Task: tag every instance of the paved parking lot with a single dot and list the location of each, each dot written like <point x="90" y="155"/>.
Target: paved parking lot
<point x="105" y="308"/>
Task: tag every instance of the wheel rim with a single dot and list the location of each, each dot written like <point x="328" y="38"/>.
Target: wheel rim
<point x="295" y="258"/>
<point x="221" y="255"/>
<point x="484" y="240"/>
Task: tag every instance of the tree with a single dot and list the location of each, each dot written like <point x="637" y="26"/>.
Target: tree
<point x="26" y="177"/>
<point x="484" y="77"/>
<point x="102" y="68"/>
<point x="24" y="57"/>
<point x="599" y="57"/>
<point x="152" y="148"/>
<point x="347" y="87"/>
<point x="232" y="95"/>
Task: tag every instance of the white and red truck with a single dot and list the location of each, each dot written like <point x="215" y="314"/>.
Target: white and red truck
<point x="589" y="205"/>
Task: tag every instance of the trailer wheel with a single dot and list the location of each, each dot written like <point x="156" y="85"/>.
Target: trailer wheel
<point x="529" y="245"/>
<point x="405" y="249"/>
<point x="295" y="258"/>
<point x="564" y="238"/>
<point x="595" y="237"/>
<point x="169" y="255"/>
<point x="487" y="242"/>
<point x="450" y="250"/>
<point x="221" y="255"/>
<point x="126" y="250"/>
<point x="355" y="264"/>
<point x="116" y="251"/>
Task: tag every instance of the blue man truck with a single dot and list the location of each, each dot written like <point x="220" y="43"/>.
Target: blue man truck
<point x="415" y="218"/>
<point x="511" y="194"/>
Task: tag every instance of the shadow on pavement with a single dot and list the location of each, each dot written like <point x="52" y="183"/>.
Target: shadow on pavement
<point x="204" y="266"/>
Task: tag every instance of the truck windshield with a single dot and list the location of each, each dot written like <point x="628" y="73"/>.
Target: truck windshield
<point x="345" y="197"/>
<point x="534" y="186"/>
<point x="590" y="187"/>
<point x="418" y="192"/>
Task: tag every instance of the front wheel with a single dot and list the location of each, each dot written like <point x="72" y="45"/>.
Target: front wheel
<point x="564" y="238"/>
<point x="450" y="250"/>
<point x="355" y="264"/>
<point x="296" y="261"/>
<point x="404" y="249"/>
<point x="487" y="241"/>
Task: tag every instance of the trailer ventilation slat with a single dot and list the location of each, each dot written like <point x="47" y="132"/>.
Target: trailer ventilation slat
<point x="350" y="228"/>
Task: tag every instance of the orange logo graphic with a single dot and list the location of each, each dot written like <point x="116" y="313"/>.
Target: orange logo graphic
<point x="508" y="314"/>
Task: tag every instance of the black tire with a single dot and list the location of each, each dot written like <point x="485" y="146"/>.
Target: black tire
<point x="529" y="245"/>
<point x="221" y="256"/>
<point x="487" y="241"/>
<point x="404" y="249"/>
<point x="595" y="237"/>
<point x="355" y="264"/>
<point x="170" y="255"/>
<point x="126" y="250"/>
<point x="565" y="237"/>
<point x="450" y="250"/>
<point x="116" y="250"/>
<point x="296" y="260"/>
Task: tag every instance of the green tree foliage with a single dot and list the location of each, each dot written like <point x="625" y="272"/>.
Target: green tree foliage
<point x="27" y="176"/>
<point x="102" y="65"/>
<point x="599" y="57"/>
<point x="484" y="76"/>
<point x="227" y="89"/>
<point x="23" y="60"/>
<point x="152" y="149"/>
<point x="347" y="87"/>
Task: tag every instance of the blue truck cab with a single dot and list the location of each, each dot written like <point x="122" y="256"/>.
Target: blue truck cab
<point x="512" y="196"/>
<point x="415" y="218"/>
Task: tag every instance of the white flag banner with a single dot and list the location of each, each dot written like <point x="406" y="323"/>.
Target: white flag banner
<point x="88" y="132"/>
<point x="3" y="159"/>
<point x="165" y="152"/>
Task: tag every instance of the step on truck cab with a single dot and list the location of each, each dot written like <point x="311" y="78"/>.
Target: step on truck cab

━━━━━━━━━━━━━━━━━━━━━━━━━━━━━━

Restate the records, all of them, precisely as written.

FULL RESPONSE
Task: tag every instance of the paved parking lot with a single dot and list the location of each, each dot written like <point x="90" y="155"/>.
Target: paved parking lot
<point x="105" y="308"/>
Task: tag every instance of the wheel rim with a single dot and list the location of each, each dot written like <point x="328" y="38"/>.
Target: wheel rim
<point x="295" y="258"/>
<point x="221" y="255"/>
<point x="484" y="240"/>
Task: tag every instance of the tree with a single dot and list the location of each, each dot written like <point x="637" y="26"/>.
Target: tree
<point x="26" y="177"/>
<point x="484" y="77"/>
<point x="102" y="68"/>
<point x="24" y="57"/>
<point x="599" y="57"/>
<point x="152" y="148"/>
<point x="347" y="87"/>
<point x="232" y="95"/>
Task: tag every instance of the white and red truck with a single dot and list the location of each, each dot written like <point x="215" y="314"/>.
Target: white and red truck
<point x="589" y="205"/>
Task: tag every instance of the trailer wheel with a single dot and list the location of each, each dot written like <point x="156" y="85"/>.
Target: trailer wheel
<point x="529" y="245"/>
<point x="405" y="249"/>
<point x="295" y="258"/>
<point x="564" y="238"/>
<point x="595" y="237"/>
<point x="169" y="255"/>
<point x="487" y="242"/>
<point x="450" y="250"/>
<point x="221" y="255"/>
<point x="126" y="250"/>
<point x="355" y="264"/>
<point x="116" y="251"/>
Task: tag every instance of the blue man truck with a single dot and list the location of each, each dot written like <point x="220" y="43"/>.
Target: blue man truck
<point x="415" y="218"/>
<point x="511" y="194"/>
Task: tag every instance of the shadow on pavement with a single dot and list the location of each, each dot written like <point x="52" y="183"/>.
Target: shadow on pavement
<point x="204" y="266"/>
Task: tag every instance of the truck windshield with a single dot and list the location of each, each dot written like <point x="628" y="73"/>.
Target: truck windshield
<point x="345" y="197"/>
<point x="534" y="186"/>
<point x="590" y="187"/>
<point x="418" y="192"/>
Task: tag every instance of the front wheel with a single dot and list the location of each, each dot written like <point x="72" y="45"/>.
Target: front wheel
<point x="564" y="238"/>
<point x="450" y="250"/>
<point x="355" y="264"/>
<point x="296" y="261"/>
<point x="404" y="249"/>
<point x="487" y="241"/>
Task: tag every instance of the trailer ventilation slat with a single dot and list the location of each, each dot written like <point x="47" y="132"/>.
Target: trailer ventilation slat
<point x="350" y="228"/>
Task: tag every instance of the orange logo graphic with a single dot and list the location of each, each dot written like <point x="116" y="313"/>.
Target: orange logo graphic
<point x="508" y="314"/>
Task: tag every instance of the black tire with a single dot and list the location of each, each dot written like <point x="485" y="146"/>.
Target: black tire
<point x="529" y="245"/>
<point x="221" y="256"/>
<point x="487" y="241"/>
<point x="404" y="249"/>
<point x="595" y="237"/>
<point x="355" y="264"/>
<point x="170" y="255"/>
<point x="126" y="250"/>
<point x="565" y="237"/>
<point x="450" y="250"/>
<point x="116" y="250"/>
<point x="296" y="260"/>
Task: tag every instance of the green tree foliage with a single dot and list the location of each, each dot written like <point x="625" y="272"/>.
Target: green tree foliage
<point x="27" y="176"/>
<point x="102" y="65"/>
<point x="599" y="57"/>
<point x="484" y="76"/>
<point x="227" y="89"/>
<point x="23" y="60"/>
<point x="152" y="149"/>
<point x="347" y="87"/>
Task: tag every instance of the blue truck cab with a single dot and list the location of each, each dot written like <point x="122" y="256"/>.
Target: blue truck cab
<point x="512" y="196"/>
<point x="415" y="218"/>
Task: tag every instance of the white flag banner with a single dot and list the location of each, each dot written like <point x="406" y="323"/>.
Target: white flag banner
<point x="88" y="132"/>
<point x="3" y="159"/>
<point x="165" y="152"/>
Task: tag every instance of the step on truck cab with a single dot and list the location of each, each dot written like <point x="311" y="78"/>.
Target: step on truck cab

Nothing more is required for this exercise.